Data items —
/---

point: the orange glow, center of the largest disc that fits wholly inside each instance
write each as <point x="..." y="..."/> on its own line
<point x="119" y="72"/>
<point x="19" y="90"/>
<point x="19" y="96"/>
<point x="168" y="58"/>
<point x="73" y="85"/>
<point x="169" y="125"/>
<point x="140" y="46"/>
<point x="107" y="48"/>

\---

Assigned task — Each entry must be printed again exactly as given.

Written reply —
point: the orange glow, center of the largest disc that fits wholly inside each instance
write each as <point x="..." y="..."/> on its own line
<point x="119" y="72"/>
<point x="19" y="90"/>
<point x="19" y="96"/>
<point x="168" y="58"/>
<point x="73" y="85"/>
<point x="169" y="125"/>
<point x="140" y="46"/>
<point x="107" y="48"/>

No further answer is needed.